[Exercise requirements]
**a)** In the article on hybrid cloud HiL testing, by how much can the one-time transfer approach save on egress expenses each year?
**b)** Write the next part of the article on hybrid cloud HiL testing, picking up after its final sentence.

AWS for Industries
Accelerating HiL Testing for AV/ADAS with a Hybrid Cloud Approach – AWS and NetApp
Developing autonomous driving (AV) and advanced driver assistance systems (ADAS) requires automotive OEMs and Tier 1 suppliers to collect petabytes of real-world driving data. This data is typically uploaded by OEMs or Tier 1 suppliers to cloud providers such as AWS, where it is analyzed, used to train AI models, and used for Software in the Loop (SiL) testing and archival. A curated “golden dataset” is then created by OEMs or Tier 1 suppliers to help validate system behavior.
To help ensure correct function of their systems, in addition to SiL testing in the cloud, teams must validate those systems on the same hardware as in vehicle. This process, known as Hardware-in-the-Loop (HiL) testing, involves the system under test (SUT) – the target hardware running the software to be tested – and the HiL rig, which exposes the SUT to test inputs and measures and monitors its response at the hardware level. HiL testing requires transferring the golden dataset (with data sizes ranging from single TBs to multi PBs depending on the project) from the cloud to on-premises test rigs for playback. For regression testing, the same dataset – or modified versions of it – is repeatedly downloaded (e.g., daily to monthly) to continuously monitor the performance of the developing system. This can create performance bottlenecks, operational complexity, and high egress costs.
By transferring critical datasets one time from AWS to local storage (such as NetApp’s local storage solutions) and then reusing them across multiple simulation runs, users can potentially eliminate redundant downloads, reduce test cycle times and egress fees, and maintain the fidelity of their simulations. This approach can help save egress expenses by up to 75% annually while helping increase operational efficiency. NetApp storage offers high throughput and low latency with multi-protocol (e.g., NFS, SMB, S3-compatible) capabilities, making it well-suited for demanding HiL testing workloads in on-premises environments.
Introduction – Challenges in HiL Testing
In day-to-day operations, HiL testing requires the use of large sensor datasets to simulate real-world driving conditions. Traditionally, these datasets are repeatedly egressed from AWS to on-premises HiL rigs multiple times per month. Each data transfer can introduce operational overhead, increase test cycle times, and drive-up cloud egress costs. By implementing a more optimized process to help avoid redundant downloads, teams can potentially achieve significant time and cost savings and enhance overall operational efficiency.

[Data section]
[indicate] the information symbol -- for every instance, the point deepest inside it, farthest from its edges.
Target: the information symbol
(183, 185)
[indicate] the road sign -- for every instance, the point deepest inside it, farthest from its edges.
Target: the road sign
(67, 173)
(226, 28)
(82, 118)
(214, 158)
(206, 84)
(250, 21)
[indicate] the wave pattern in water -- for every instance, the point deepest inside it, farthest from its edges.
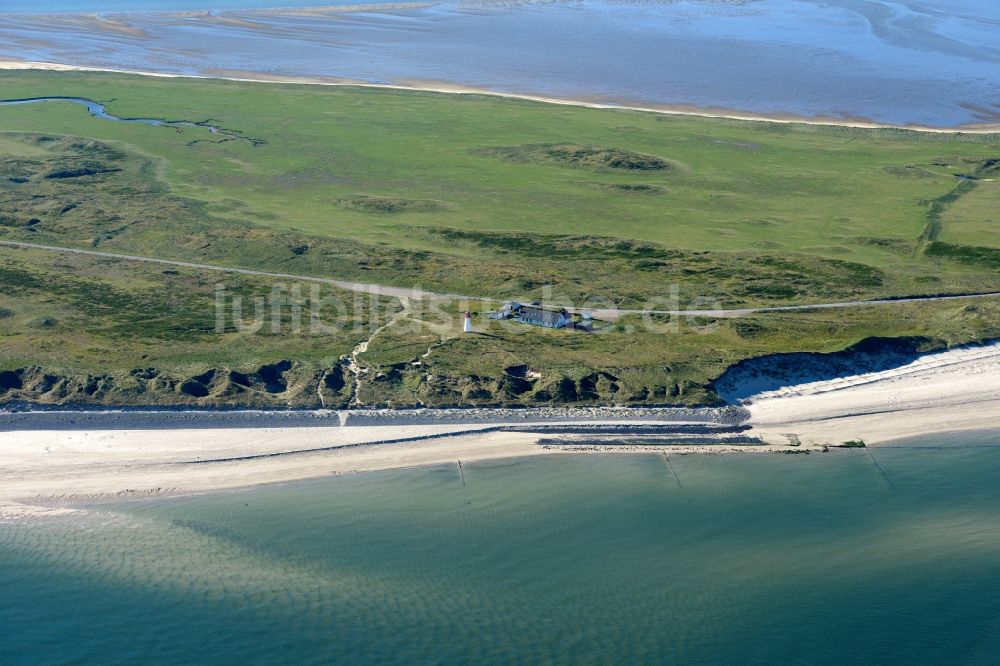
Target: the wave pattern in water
(590, 558)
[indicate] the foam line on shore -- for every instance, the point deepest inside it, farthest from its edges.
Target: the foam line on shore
(455, 89)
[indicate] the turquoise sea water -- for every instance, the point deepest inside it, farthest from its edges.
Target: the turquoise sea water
(588, 559)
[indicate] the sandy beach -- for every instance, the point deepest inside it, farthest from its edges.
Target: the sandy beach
(454, 89)
(943, 392)
(44, 469)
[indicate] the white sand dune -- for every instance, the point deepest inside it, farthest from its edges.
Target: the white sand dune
(947, 391)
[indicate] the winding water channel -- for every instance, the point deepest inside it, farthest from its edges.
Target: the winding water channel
(98, 110)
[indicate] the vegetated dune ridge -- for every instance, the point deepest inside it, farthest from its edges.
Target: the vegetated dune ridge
(450, 88)
(66, 457)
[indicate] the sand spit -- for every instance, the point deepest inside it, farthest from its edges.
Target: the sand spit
(50, 458)
(456, 89)
(947, 391)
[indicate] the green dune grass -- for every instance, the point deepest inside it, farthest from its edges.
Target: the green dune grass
(492, 197)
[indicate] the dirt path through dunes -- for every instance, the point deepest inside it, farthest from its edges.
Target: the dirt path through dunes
(405, 294)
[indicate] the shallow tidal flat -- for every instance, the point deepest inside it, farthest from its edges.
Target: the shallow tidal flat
(820, 559)
(915, 62)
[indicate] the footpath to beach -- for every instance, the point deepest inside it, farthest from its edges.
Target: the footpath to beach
(49, 460)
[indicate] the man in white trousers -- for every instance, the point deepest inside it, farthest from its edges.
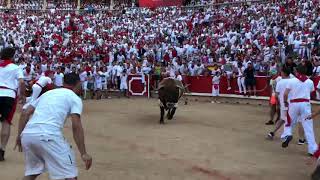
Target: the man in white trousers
(11, 79)
(37, 87)
(41, 136)
(297, 99)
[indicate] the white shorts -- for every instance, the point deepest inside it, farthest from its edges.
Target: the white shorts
(283, 115)
(85, 85)
(48, 153)
(104, 86)
(123, 86)
(215, 90)
(28, 102)
(97, 86)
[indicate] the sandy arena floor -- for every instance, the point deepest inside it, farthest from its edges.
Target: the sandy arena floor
(204, 141)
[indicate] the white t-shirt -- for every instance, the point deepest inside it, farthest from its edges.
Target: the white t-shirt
(58, 79)
(179, 78)
(215, 79)
(83, 76)
(51, 111)
(317, 93)
(280, 89)
(9, 77)
(299, 89)
(28, 76)
(44, 80)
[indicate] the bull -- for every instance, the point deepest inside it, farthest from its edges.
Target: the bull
(170, 91)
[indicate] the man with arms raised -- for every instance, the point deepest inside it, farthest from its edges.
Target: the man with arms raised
(41, 137)
(11, 79)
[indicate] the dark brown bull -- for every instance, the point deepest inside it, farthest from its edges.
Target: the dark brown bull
(170, 91)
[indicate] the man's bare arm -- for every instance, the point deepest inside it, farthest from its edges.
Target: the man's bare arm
(285, 97)
(24, 118)
(22, 91)
(78, 136)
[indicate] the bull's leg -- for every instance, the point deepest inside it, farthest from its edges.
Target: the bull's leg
(168, 114)
(316, 174)
(172, 112)
(161, 115)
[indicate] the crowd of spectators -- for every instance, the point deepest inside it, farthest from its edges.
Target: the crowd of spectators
(168, 41)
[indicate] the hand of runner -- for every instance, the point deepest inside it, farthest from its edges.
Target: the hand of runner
(18, 145)
(22, 99)
(87, 159)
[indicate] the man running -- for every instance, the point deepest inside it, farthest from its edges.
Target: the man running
(11, 79)
(41, 136)
(297, 99)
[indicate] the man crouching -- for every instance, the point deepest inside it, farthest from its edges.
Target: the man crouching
(41, 137)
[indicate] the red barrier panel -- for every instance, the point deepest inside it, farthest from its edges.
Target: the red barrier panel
(203, 84)
(137, 87)
(159, 3)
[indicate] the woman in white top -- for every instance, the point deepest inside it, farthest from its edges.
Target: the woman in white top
(124, 83)
(58, 78)
(215, 87)
(240, 79)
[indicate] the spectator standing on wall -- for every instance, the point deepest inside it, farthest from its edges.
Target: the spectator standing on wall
(241, 79)
(291, 65)
(250, 80)
(215, 87)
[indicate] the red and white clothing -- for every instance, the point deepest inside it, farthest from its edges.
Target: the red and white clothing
(58, 79)
(124, 81)
(45, 148)
(84, 80)
(241, 81)
(299, 110)
(9, 76)
(215, 85)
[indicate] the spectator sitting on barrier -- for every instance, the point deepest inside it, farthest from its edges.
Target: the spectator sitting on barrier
(250, 80)
(274, 109)
(241, 79)
(215, 87)
(124, 83)
(227, 69)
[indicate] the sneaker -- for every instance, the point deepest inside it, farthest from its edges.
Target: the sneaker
(316, 174)
(1, 155)
(287, 141)
(270, 123)
(301, 141)
(270, 135)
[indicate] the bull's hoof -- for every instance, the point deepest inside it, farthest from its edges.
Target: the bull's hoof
(316, 174)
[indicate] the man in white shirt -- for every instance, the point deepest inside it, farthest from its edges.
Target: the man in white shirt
(40, 133)
(11, 79)
(279, 90)
(297, 99)
(84, 82)
(58, 78)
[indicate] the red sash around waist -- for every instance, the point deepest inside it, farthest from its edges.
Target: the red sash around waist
(299, 100)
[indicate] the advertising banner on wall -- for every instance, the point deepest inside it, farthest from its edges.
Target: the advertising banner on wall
(159, 3)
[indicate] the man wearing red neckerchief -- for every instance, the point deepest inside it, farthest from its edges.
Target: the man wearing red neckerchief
(11, 78)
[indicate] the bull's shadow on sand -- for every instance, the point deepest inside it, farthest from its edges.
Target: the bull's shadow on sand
(153, 119)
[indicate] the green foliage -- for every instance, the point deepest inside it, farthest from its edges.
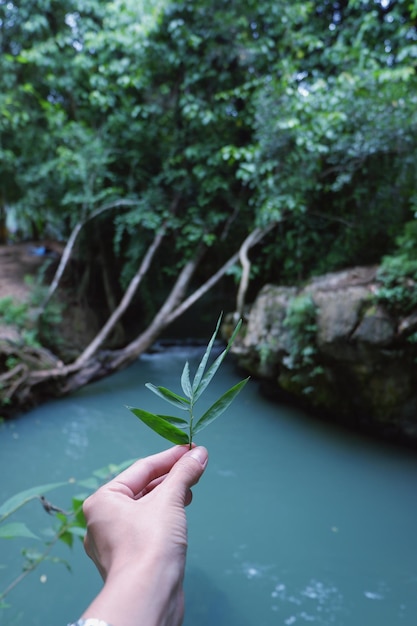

[Per-task answers]
**a)** Up to 75% annually.

**b)**
NetApp Intelligent Infrastructure – Introduction
NetApp provides the enterprise storage foundation that helps power data-intensive workloads. NetApp’s on-premises storage appliances deliver high-performance file, block, and object storage with built-in data management services such as snapshots, replication, and automated tiering. This helps ensure that customers’ large simulation datasets are stored efficiently, accessed with low latency, and protected without adding operational overhead. Customers can access NetApp storage through a NetApp subscription (OpEx) or directly purchase it (CapEx). Using such a setup for HiL testing, engineers can more reliably run latency-sensitive simulations on-premises, while more seamlessly connecting to Amazon S3 for cloud elasticity, analytics, and long-term retention. NetApp’s hybrid cloud/on-premises architecture helps ensure that test data is in the right place, at the right cost, and available across the full development cycle.
The AWS and NetApp HiL Solution – Hybrid Approach
The solution adopts a hybrid cloud model that integrates Amazon S3 with NetApp’s robust and high-performance on-premises enterprise storage. The key elements of the hybrid approach are:
1. More Cost-Effective Data Management: Instead of transferring data for every simulation run, the relevant data is pushed from AWS to the local NetApp storage once. Once the datasets are stored locally, they are available for all subsequent simulation runs, helping eliminate the need for repeated egress charges.
2. Faster Test Cycles: With data locally available, teams can run back-to-back simulations without waiting for large transfers to complete, helping enable more frequent and reliable regression testing. If multiple engineers want to run simulations using the same datasets, they can use a NetApp ONTAP feature, called FlexClone, to create separate and more space-efficient clones of that dataset for every engineer. Doing so helps provide each engineer with traceability of their work. Because NetApp ONTAP is a pointer-based file system, these clones do not consume extra storage capacity.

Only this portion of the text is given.